## Work request 1
In the article about Berkshire Hathaway under Greg Abel, what price did Berkshire agree to pay for Taylor Morrison?
## Work request 2
From the Berkshire article, output everything from "Berkshire CEO Greg" down to "would have made.".
## Work request 3
Pick up the article about Greg Abel's deals at Berkshire right after its last sentence and continue it.

Berkshire CEO Greg Abel took the reins at the beginning of 2026, and the two megadeals announced this week help him satisfy investors who have demanded that he start spending down the company's giant $400 billion hoard of cash.
Experts note they are just the sort of moves Buffett himself would have made.
On Sunday, Berkshire announced a deal to buy homebuilder Taylor Morrison for $6.8 billion, expanding the company's beachhead in the US housing market.
Then on Monday, the company disclosed it would invest $10 billion in Alphabet, the tech juggernaut that owns Google and Waymo, and is angling to beat AI leaders Anthropic and OpenAI.
'Greg did that faster than I could have done it, smoother than I could have done it, and I never talked to the CEO. He has launched.' Buffett told CNBC.
Abel's huge deals this week continue his strategy of overhauling Berkshire's approach, most recently seen in his move to sharply reduce the number of holdings in the company's legendary stock portfolio and doubling down on winners.
'Investors have been eagerly awaiting Greg's first merger move since succeeding Buffett as CEO,' CFRA analyst Catherine Seifert wrote.

## Recorded data
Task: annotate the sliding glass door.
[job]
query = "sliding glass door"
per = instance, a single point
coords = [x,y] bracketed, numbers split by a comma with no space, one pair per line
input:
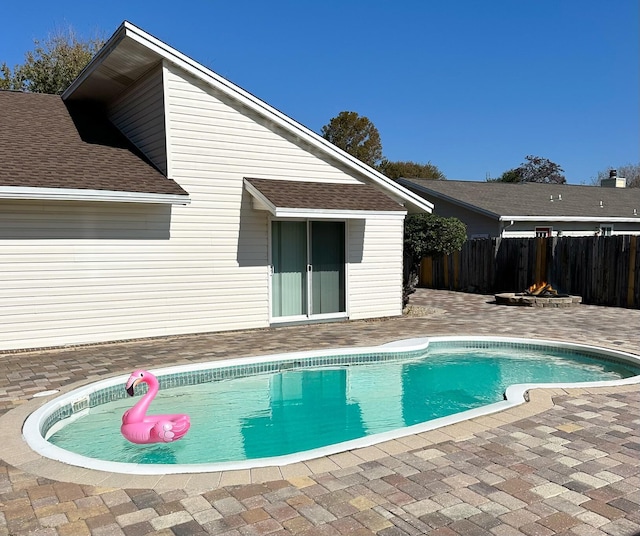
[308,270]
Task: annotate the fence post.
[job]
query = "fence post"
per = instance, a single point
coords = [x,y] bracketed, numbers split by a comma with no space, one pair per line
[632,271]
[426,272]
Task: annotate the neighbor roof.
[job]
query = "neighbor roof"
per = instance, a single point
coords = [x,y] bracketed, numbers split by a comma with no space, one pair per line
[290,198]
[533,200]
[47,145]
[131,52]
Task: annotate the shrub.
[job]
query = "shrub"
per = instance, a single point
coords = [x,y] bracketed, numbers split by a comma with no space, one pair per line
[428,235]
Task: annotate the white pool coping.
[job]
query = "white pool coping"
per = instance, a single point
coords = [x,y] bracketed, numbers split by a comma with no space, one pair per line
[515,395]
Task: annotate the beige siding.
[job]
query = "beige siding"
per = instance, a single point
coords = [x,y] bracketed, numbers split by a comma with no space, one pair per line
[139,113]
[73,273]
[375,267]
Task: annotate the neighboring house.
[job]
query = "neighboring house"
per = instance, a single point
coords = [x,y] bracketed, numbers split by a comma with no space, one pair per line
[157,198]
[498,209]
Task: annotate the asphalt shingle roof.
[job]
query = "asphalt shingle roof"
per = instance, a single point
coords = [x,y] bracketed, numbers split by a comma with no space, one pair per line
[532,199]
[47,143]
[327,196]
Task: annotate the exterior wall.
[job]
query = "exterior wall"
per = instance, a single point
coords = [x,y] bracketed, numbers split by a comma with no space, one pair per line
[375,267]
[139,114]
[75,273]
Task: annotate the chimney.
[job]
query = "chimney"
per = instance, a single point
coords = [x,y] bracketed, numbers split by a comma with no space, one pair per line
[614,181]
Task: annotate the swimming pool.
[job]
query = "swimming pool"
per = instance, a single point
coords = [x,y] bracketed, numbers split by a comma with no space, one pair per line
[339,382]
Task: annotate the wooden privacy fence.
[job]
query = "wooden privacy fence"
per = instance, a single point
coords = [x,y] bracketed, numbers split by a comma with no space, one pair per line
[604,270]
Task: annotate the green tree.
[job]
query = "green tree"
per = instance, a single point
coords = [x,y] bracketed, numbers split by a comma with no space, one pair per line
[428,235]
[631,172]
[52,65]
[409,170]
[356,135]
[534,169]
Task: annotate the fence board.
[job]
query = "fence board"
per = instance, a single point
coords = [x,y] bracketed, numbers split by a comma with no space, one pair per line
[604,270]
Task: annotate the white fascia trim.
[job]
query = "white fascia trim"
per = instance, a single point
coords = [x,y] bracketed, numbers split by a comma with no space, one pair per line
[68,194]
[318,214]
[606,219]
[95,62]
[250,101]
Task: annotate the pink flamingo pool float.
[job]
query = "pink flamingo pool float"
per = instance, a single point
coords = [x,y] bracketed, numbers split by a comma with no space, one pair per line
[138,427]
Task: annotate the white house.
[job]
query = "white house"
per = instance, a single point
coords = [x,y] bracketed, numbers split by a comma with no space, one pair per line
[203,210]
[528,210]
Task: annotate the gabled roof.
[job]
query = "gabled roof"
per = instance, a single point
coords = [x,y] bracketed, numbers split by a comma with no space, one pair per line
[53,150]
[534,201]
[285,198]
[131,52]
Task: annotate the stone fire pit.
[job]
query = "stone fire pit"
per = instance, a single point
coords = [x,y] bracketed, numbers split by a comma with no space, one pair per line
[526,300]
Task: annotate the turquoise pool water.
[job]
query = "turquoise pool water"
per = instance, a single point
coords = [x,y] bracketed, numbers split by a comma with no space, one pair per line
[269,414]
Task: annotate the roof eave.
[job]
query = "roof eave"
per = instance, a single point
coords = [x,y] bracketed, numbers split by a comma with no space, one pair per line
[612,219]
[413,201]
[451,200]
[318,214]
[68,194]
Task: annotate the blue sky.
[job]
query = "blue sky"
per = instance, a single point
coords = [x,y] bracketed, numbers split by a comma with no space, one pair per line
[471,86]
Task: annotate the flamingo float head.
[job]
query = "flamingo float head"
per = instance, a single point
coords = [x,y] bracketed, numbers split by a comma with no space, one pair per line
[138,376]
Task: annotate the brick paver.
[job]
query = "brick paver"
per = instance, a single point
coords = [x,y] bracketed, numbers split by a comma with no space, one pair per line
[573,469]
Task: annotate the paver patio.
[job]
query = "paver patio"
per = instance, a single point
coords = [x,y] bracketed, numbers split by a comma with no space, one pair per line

---

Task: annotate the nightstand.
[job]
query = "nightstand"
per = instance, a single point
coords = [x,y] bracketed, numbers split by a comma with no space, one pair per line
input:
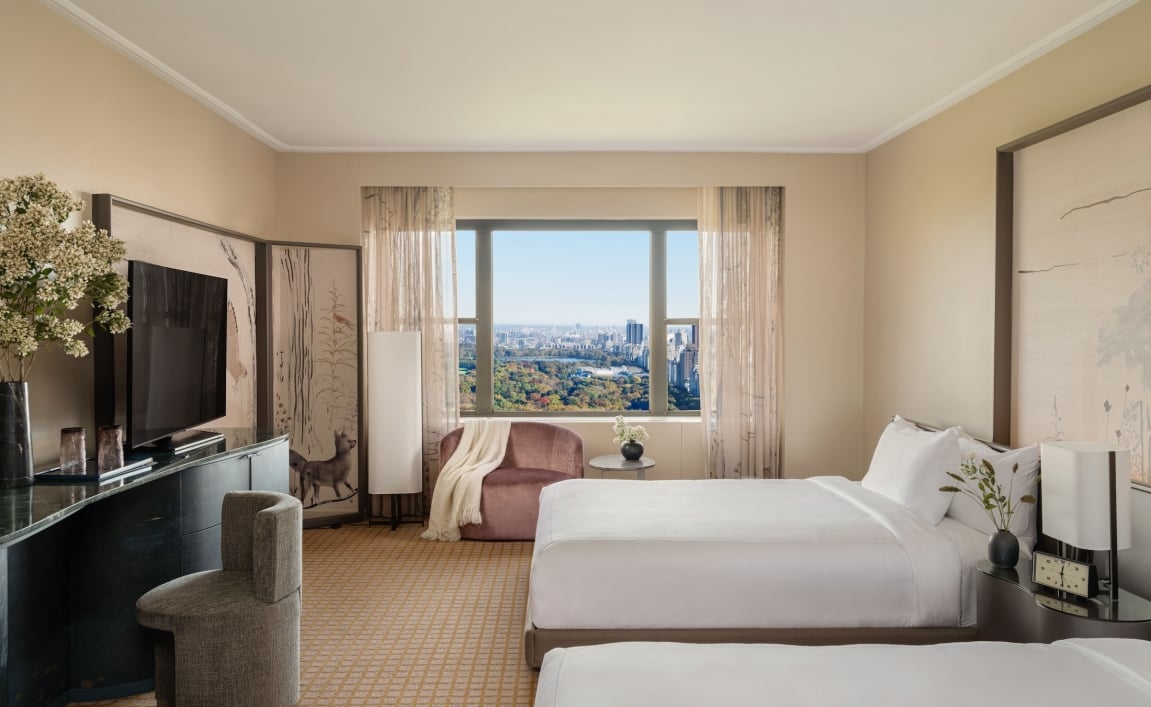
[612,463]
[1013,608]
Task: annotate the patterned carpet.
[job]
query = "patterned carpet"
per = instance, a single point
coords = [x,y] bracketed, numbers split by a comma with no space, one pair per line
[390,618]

## Answer box 1
$6.8 billion.

## Answer box 2
Berkshire CEO Greg Abel took the reins at the beginning of 2026, and the two megadeals announced this week help him satisfy investors who have demanded that he start spending down the company's giant $400 billion hoard of cash.
Experts note they are just the sort of moves Buffett himself would have made.

## Answer box 3
Berkshire paid $72.50 a share in cash for Taylor Morrison, for a total price of $6.8 billion.
Housing has been a big part of the conglomerate's core business for decades: It owns Clayton Homes, the biggest manufactured housing company in the US, plus a real estate brokerage and companies involved in flooring, paint and insulation.
'Over time, we expect to unify our site-built homebuilding operations into a combined platform, enabling us to deliver the dream of homeownership to more Americans,' Abel said in a press release announcing the acquisition.
Analysts seized on the comment as a sign that Abel may depart from Buffett's longtime model of leaving Berkshire's operating companies alone after acquiring them.
But it's also a hallmark of Buffett's strategy: Buying companies that are more valuable inside the Berkshire than they would be on their own.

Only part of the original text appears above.